What you will do: From the start of the data through the line containing "[0,129,880,320]", inclusive, swap "grasping module" for "navigation module" and leave everything else unchanged.

--- START OF Records for the exercise ---

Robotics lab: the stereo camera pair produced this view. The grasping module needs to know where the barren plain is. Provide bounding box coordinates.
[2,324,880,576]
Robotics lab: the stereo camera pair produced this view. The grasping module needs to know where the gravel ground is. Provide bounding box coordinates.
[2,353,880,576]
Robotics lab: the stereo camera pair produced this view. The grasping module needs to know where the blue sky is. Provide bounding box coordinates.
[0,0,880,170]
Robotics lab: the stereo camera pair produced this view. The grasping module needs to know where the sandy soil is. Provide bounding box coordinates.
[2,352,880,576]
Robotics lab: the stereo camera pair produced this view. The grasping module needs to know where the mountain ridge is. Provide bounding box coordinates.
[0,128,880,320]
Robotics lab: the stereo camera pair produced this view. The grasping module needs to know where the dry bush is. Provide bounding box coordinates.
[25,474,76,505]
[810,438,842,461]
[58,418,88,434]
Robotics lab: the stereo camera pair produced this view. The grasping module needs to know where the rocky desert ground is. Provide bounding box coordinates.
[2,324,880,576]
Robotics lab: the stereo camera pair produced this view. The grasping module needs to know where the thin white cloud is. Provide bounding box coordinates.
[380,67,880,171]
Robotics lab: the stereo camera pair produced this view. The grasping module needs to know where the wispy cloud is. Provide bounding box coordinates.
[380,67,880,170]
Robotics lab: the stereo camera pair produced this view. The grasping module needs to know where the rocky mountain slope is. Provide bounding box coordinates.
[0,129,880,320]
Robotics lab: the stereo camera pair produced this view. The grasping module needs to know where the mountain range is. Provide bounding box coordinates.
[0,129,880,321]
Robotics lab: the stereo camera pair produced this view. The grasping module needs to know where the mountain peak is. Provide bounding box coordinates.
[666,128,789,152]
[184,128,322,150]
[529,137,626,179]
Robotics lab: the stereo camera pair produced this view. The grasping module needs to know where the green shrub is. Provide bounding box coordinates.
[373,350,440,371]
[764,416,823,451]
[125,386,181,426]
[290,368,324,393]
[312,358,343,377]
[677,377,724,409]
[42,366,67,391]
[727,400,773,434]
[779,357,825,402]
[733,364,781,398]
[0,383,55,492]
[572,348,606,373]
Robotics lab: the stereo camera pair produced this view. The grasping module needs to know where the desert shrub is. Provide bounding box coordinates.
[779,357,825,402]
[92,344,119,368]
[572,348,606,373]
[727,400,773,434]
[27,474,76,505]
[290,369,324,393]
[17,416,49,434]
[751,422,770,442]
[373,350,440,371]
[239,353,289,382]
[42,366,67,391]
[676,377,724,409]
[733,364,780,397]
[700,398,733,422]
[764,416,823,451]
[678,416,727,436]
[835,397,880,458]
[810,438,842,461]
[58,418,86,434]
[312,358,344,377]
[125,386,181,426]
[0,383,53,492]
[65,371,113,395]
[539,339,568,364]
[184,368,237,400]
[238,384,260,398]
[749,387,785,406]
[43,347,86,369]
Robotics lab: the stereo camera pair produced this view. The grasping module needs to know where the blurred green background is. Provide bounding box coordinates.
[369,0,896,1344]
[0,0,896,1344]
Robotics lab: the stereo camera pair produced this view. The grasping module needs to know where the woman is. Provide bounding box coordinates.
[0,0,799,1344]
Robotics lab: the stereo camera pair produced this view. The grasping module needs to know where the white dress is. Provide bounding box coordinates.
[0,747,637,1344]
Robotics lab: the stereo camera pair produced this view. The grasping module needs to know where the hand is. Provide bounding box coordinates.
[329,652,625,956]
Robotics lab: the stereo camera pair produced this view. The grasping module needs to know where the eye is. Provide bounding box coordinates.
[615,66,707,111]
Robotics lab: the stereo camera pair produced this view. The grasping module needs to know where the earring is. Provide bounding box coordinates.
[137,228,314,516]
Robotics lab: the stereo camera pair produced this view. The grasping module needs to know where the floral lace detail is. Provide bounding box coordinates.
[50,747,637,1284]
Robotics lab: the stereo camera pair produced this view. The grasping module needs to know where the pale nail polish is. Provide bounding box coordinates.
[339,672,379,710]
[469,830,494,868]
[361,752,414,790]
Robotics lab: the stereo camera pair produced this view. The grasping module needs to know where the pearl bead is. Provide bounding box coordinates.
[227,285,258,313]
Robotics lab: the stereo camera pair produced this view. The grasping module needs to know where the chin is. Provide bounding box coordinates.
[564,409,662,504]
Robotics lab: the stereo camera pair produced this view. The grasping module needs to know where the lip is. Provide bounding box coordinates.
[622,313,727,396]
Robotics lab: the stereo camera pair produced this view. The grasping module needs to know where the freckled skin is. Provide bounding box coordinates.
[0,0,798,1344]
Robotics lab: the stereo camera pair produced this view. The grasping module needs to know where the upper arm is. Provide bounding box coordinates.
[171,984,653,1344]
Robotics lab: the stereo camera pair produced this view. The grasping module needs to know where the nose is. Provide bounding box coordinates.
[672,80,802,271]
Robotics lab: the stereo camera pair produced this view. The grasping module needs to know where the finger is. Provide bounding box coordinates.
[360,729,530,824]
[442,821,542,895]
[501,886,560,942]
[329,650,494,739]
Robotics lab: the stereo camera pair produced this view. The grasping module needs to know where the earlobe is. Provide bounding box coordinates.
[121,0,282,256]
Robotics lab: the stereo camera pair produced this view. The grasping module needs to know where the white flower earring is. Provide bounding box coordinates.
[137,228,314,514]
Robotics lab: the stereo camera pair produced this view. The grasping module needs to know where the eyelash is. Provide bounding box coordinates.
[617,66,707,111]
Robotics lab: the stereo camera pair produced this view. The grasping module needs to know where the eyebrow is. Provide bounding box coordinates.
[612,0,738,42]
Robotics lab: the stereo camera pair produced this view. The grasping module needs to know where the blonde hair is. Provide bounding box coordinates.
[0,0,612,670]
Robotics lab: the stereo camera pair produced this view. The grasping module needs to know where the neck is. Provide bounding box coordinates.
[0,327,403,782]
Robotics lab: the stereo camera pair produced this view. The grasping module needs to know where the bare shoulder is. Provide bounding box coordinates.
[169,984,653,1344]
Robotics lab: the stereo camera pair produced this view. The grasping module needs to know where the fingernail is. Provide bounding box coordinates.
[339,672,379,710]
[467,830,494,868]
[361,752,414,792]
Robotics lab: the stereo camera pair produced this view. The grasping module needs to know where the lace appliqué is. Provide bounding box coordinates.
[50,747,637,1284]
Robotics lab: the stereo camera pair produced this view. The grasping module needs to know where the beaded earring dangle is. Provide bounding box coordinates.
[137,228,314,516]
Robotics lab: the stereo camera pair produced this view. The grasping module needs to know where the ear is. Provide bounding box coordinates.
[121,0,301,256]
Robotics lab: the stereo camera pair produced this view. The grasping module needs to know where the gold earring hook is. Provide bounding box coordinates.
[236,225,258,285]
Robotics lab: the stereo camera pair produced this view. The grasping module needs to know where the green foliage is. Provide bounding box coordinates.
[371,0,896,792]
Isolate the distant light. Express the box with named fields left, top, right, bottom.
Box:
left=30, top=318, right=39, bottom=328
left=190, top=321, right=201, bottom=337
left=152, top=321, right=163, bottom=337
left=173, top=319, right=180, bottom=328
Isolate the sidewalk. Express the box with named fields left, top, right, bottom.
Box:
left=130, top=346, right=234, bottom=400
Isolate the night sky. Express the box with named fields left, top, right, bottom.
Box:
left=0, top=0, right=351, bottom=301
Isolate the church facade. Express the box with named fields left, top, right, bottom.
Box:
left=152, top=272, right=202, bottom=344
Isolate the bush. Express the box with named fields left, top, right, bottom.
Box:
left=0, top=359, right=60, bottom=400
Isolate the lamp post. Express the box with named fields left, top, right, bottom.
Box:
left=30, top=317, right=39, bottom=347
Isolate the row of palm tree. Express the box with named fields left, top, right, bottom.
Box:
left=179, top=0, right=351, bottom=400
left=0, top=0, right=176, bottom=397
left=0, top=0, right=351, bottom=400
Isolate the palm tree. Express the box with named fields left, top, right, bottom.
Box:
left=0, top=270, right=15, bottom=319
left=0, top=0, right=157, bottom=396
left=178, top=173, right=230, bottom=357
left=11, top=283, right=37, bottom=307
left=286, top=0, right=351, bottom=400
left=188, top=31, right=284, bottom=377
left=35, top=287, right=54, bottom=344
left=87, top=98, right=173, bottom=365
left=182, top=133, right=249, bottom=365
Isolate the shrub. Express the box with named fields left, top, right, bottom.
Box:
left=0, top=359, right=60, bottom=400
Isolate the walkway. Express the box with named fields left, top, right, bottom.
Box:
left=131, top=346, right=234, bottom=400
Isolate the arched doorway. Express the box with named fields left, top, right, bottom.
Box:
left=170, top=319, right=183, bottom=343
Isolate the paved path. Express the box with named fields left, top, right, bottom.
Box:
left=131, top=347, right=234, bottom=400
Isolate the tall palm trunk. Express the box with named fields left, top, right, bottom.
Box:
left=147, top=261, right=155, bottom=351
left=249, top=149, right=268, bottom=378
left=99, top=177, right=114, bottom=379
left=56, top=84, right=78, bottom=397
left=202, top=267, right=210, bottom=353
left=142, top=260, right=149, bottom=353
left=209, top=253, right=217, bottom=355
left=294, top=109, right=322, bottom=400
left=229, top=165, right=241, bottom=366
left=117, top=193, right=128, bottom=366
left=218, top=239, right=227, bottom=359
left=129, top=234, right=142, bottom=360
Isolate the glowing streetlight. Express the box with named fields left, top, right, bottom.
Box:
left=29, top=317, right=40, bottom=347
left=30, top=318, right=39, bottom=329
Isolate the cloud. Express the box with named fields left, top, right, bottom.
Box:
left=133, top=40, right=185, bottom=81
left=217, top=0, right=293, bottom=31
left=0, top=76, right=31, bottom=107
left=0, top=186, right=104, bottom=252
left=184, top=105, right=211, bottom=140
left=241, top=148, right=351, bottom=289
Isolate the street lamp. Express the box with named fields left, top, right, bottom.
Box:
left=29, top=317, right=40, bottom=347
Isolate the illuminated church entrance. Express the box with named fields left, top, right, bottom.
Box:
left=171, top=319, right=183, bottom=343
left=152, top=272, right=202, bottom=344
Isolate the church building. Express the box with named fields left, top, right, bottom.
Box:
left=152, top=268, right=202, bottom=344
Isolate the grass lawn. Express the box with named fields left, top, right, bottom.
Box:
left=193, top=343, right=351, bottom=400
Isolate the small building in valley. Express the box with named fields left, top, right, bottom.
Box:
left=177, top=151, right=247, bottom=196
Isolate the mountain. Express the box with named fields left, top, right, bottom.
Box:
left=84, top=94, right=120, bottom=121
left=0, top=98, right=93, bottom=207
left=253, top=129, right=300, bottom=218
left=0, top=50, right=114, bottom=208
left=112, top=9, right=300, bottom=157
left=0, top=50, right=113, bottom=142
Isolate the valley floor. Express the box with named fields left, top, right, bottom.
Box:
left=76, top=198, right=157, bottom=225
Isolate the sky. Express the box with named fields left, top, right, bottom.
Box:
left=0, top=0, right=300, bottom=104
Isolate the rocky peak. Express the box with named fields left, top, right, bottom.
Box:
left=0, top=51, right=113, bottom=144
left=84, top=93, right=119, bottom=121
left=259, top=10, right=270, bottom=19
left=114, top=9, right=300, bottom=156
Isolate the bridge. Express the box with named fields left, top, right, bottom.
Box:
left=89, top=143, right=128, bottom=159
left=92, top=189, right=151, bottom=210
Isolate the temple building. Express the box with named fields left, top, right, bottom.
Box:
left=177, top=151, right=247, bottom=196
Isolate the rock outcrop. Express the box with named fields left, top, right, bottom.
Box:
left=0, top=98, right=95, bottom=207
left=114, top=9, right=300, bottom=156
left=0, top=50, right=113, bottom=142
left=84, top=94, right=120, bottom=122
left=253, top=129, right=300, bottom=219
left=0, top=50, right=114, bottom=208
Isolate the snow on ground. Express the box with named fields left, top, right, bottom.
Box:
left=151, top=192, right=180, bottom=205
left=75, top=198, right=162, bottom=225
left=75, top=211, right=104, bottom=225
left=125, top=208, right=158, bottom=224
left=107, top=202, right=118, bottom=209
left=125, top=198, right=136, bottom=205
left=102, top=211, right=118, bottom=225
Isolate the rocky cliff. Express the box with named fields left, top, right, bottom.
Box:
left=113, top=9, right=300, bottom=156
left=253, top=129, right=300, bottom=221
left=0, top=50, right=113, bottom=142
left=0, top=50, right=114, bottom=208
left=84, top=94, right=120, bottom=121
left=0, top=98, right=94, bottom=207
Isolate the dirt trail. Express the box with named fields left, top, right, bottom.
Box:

--- END OF Records for the exercise ---

Exercise solution:
Robotics lab: the stereo camera pair produced this view. The navigation module needs to know where the barren plain is. Provide bounding box coordinates.
[2,324,880,576]
Robotics lab: the stereo camera pair produced this view. The navigation module needs to know where the gravel ground is. Provide bounding box coordinates.
[2,353,880,576]
Robotics lab: the stereo camera pair produced this view. The navigation module needs to know where the blue sky is. Provide bounding box coordinates.
[0,0,880,170]
Robotics lab: the stereo camera pair produced this view. The navigation module needs to know where the sandy soil is. Provide bounding box coordinates.
[2,352,880,576]
Robotics lab: the stereo camera pair produced this view. The navigation module needs to know where the mountain ridge is. Provide bounding box coordinates.
[0,128,880,320]
Robotics lab: the stereo camera pair produced this view. The navigation module needs to know where the dry bush is. Provide bounding box coordinates.
[25,474,76,505]
[810,438,842,461]
[58,418,88,434]
Robotics lab: the stereo camera pair produced this view. The navigation module needs to know where the rocky desert ground is. Provide bounding box coordinates.
[2,324,880,576]
Robotics lab: the stereo camera pair produced this view. The navigation module needs to know where the thin white cloud is. Provide bounding box coordinates.
[380,67,880,171]
Robotics lab: the stereo camera pair produced this view. The navigation module needs to know where the wispy cloud is. Provide bounding box coordinates.
[380,67,880,170]
Robotics lab: the stereo camera pair produced this view. The navigation module needs to know where the rocky mountain slope is. Provide bounding box coordinates.
[0,129,880,320]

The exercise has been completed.